• **WHAT YOU ARE ASKED TO DO**: Count the lines in the entries below that contain the word "instruction", and reply with that number alone.

• **THE DATA**:

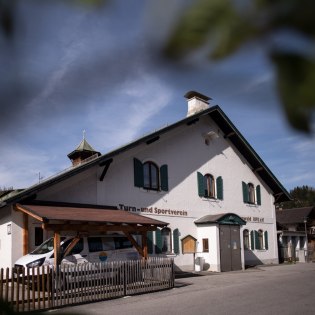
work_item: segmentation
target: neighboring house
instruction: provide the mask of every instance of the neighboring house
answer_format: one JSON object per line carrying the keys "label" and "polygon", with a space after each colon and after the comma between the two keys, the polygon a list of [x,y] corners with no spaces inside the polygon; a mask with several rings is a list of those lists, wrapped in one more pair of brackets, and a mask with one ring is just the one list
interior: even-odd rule
{"label": "neighboring house", "polygon": [[51,235],[45,222],[57,212],[68,213],[66,224],[70,210],[78,220],[93,207],[168,223],[147,233],[148,252],[182,270],[278,263],[274,204],[290,200],[288,192],[219,106],[194,91],[185,97],[186,118],[101,156],[81,143],[69,170],[0,200],[0,267]]}
{"label": "neighboring house", "polygon": [[276,216],[280,262],[314,259],[315,207],[280,209]]}

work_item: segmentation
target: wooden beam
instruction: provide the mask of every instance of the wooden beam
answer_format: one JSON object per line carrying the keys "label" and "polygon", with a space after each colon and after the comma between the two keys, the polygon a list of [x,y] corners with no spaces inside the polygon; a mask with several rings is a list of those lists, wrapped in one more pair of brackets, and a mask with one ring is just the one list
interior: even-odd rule
{"label": "wooden beam", "polygon": [[138,251],[140,256],[144,257],[144,253],[143,253],[141,246],[139,246],[139,244],[132,237],[132,235],[130,235],[130,233],[128,233],[128,232],[124,232],[124,234],[127,236],[128,240],[131,242],[131,244],[136,248],[136,250]]}
{"label": "wooden beam", "polygon": [[69,253],[71,252],[71,250],[73,249],[73,247],[80,241],[80,236],[76,236],[71,242],[70,244],[67,246],[63,256],[66,257],[69,255]]}
{"label": "wooden beam", "polygon": [[262,171],[264,168],[262,166],[253,169],[255,173]]}
{"label": "wooden beam", "polygon": [[54,232],[54,265],[55,267],[59,266],[61,263],[60,255],[60,233],[59,231]]}
{"label": "wooden beam", "polygon": [[28,254],[28,215],[23,213],[23,256]]}
{"label": "wooden beam", "polygon": [[230,138],[230,137],[232,137],[234,135],[235,135],[235,132],[232,131],[232,132],[229,132],[228,134],[224,135],[224,138]]}
{"label": "wooden beam", "polygon": [[44,221],[45,221],[45,218],[42,218],[42,217],[40,217],[40,216],[38,216],[38,215],[32,213],[31,211],[29,211],[29,210],[23,208],[23,207],[22,207],[20,204],[18,204],[18,203],[14,205],[14,209],[15,209],[15,210],[22,211],[23,213],[28,214],[29,216],[33,217],[34,219],[36,219],[36,220],[38,220],[38,221],[40,221],[40,222],[44,222]]}
{"label": "wooden beam", "polygon": [[42,228],[47,231],[76,231],[76,232],[107,232],[107,231],[122,231],[122,232],[146,232],[156,231],[156,226],[130,226],[130,225],[92,225],[92,224],[42,224]]}

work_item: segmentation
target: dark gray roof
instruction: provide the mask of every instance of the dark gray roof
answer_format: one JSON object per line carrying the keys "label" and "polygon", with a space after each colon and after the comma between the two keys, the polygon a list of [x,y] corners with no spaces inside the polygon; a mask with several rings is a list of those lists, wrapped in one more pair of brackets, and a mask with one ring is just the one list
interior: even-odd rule
{"label": "dark gray roof", "polygon": [[242,136],[242,134],[238,131],[238,129],[233,125],[233,123],[225,115],[222,109],[218,105],[216,105],[204,111],[198,112],[194,115],[186,117],[172,125],[168,125],[164,128],[161,128],[151,134],[148,134],[142,138],[139,138],[133,142],[130,142],[122,147],[119,147],[118,149],[114,151],[104,154],[87,163],[84,163],[74,168],[70,168],[68,171],[62,172],[60,175],[52,177],[49,180],[46,180],[37,185],[31,186],[30,188],[25,189],[20,194],[17,194],[16,196],[12,198],[6,199],[5,202],[3,202],[2,204],[0,203],[0,207],[8,203],[19,202],[23,198],[30,197],[36,194],[38,191],[43,190],[46,187],[52,184],[55,184],[57,182],[60,182],[66,178],[69,178],[77,173],[83,172],[84,170],[92,166],[99,165],[100,167],[104,167],[104,165],[106,165],[107,162],[109,161],[111,162],[112,159],[118,154],[125,152],[127,150],[130,150],[131,148],[134,148],[143,143],[150,144],[154,141],[158,141],[160,136],[169,132],[170,130],[173,130],[181,125],[187,125],[187,126],[193,125],[194,123],[197,123],[199,119],[203,116],[210,116],[213,119],[213,121],[218,125],[218,127],[224,133],[225,138],[227,138],[234,145],[234,147],[238,149],[238,151],[248,161],[248,163],[252,167],[252,170],[256,172],[262,178],[262,180],[270,187],[270,189],[273,192],[273,195],[275,196],[276,202],[291,200],[289,193],[278,181],[275,175],[270,171],[270,169],[258,156],[255,150],[250,146],[250,144],[246,141],[246,139]]}
{"label": "dark gray roof", "polygon": [[208,214],[195,221],[195,224],[211,224],[211,223],[226,223],[226,224],[241,224],[245,225],[246,222],[235,213],[218,213]]}
{"label": "dark gray roof", "polygon": [[281,225],[304,223],[304,219],[315,219],[315,207],[293,208],[276,211],[277,222]]}

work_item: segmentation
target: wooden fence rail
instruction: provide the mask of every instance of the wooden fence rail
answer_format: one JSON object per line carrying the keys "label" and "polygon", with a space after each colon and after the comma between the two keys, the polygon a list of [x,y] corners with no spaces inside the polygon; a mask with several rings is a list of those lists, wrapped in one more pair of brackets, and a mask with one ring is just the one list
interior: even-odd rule
{"label": "wooden fence rail", "polygon": [[0,300],[16,312],[52,309],[173,287],[174,263],[169,258],[57,268],[0,269]]}

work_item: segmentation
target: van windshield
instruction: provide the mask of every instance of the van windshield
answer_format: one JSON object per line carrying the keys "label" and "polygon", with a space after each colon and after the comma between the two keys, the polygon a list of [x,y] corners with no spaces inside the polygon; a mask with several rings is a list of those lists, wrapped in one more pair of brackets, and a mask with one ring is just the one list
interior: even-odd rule
{"label": "van windshield", "polygon": [[[61,237],[61,241],[63,241],[65,237]],[[31,254],[32,255],[42,255],[47,254],[54,250],[54,238],[51,237],[47,241],[45,241],[43,244],[39,245],[37,248],[35,248]]]}

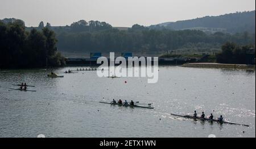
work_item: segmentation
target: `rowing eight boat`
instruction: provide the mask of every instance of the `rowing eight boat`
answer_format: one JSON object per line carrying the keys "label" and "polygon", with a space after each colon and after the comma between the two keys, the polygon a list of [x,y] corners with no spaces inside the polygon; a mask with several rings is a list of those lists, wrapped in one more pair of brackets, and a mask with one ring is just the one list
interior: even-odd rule
{"label": "rowing eight boat", "polygon": [[110,104],[110,105],[118,105],[118,106],[130,106],[131,107],[142,107],[142,108],[147,108],[147,109],[154,109],[154,107],[150,107],[150,106],[139,106],[139,105],[123,105],[123,104],[114,104],[113,103],[110,103],[110,102],[102,102],[102,101],[100,101],[100,103],[102,103],[102,104]]}
{"label": "rowing eight boat", "polygon": [[30,92],[36,92],[36,90],[28,90],[28,89],[13,89],[13,88],[9,88],[10,89],[13,89],[13,90],[19,90],[20,91],[30,91]]}
{"label": "rowing eight boat", "polygon": [[[22,86],[21,84],[12,84],[13,85],[16,85],[16,86]],[[22,86],[25,86],[24,84]],[[33,86],[33,85],[26,85],[26,86],[28,86],[28,87],[35,87],[35,86]]]}
{"label": "rowing eight boat", "polygon": [[209,118],[202,118],[200,117],[195,117],[191,116],[191,115],[179,115],[179,114],[171,114],[171,115],[174,115],[174,116],[184,117],[184,118],[192,118],[192,119],[201,119],[202,121],[209,121],[209,122],[218,122],[218,123],[220,123],[238,125],[249,127],[249,126],[248,125],[245,125],[245,124],[238,123],[233,123],[233,122],[228,122],[228,121],[219,121],[217,119],[210,119]]}

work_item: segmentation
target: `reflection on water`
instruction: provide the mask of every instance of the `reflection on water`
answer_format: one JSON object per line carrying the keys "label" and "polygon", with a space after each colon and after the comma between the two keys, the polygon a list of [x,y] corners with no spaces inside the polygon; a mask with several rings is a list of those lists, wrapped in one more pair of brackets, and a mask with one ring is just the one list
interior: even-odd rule
{"label": "reflection on water", "polygon": [[[49,72],[0,73],[0,137],[36,137],[41,134],[46,137],[255,136],[255,72],[160,67],[158,82],[153,84],[147,84],[144,77],[100,78],[95,71],[63,74],[64,78],[56,78],[47,77]],[[20,82],[35,85],[28,89],[37,92],[9,91],[9,88],[18,87],[11,84]],[[98,102],[113,98],[153,103],[155,109]],[[223,115],[228,121],[250,127],[170,114],[186,115],[195,110],[207,116],[213,113],[215,118]]]}

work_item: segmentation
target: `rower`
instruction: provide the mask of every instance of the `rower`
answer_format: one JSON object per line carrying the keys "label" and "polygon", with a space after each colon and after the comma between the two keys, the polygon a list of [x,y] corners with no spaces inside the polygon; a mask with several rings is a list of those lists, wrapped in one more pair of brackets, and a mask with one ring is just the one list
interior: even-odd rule
{"label": "rower", "polygon": [[222,117],[222,115],[221,115],[220,117],[218,118],[218,121],[219,121],[219,122],[223,121],[223,117]]}
{"label": "rower", "polygon": [[121,101],[121,99],[119,100],[118,104],[122,104],[122,101]]}
{"label": "rower", "polygon": [[194,116],[194,117],[197,117],[197,114],[196,113],[196,111],[195,111],[193,116]]}
{"label": "rower", "polygon": [[125,103],[123,104],[124,105],[128,105],[128,102],[127,102],[126,100],[125,100]]}
{"label": "rower", "polygon": [[117,104],[117,102],[115,101],[115,99],[113,99],[113,101],[111,102],[111,104]]}
{"label": "rower", "polygon": [[205,115],[204,114],[204,112],[202,112],[202,115],[201,115],[201,118],[204,118]]}
{"label": "rower", "polygon": [[209,117],[209,118],[210,119],[213,119],[213,115],[212,115],[212,113],[210,114],[210,116]]}
{"label": "rower", "polygon": [[130,105],[134,106],[134,102],[133,102],[133,100],[131,101],[131,102],[130,102]]}

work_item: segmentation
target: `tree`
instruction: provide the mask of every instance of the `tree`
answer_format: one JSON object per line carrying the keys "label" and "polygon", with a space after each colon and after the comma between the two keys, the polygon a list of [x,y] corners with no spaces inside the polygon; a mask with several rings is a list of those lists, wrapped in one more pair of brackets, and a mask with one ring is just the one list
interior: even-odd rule
{"label": "tree", "polygon": [[43,21],[41,21],[39,23],[39,24],[38,25],[38,28],[43,28],[44,27],[44,22]]}
{"label": "tree", "polygon": [[47,23],[46,23],[46,27],[51,27],[51,24],[47,22]]}

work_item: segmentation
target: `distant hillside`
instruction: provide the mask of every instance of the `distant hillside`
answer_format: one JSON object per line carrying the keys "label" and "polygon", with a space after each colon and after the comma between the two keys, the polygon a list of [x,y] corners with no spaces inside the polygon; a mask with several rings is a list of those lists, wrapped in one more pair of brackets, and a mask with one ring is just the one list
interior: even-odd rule
{"label": "distant hillside", "polygon": [[237,33],[247,31],[255,33],[255,11],[245,11],[222,15],[207,16],[187,20],[166,22],[150,26],[151,28],[163,27],[174,30],[199,30],[216,32],[218,31]]}

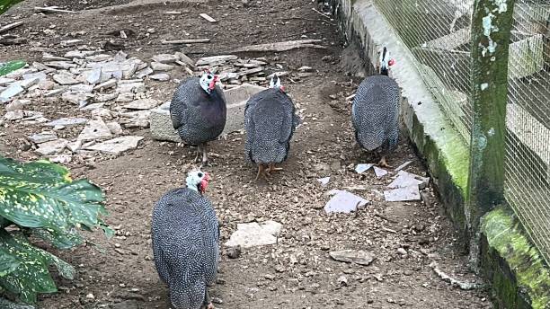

• **EXERCISE OUTPUT**: 10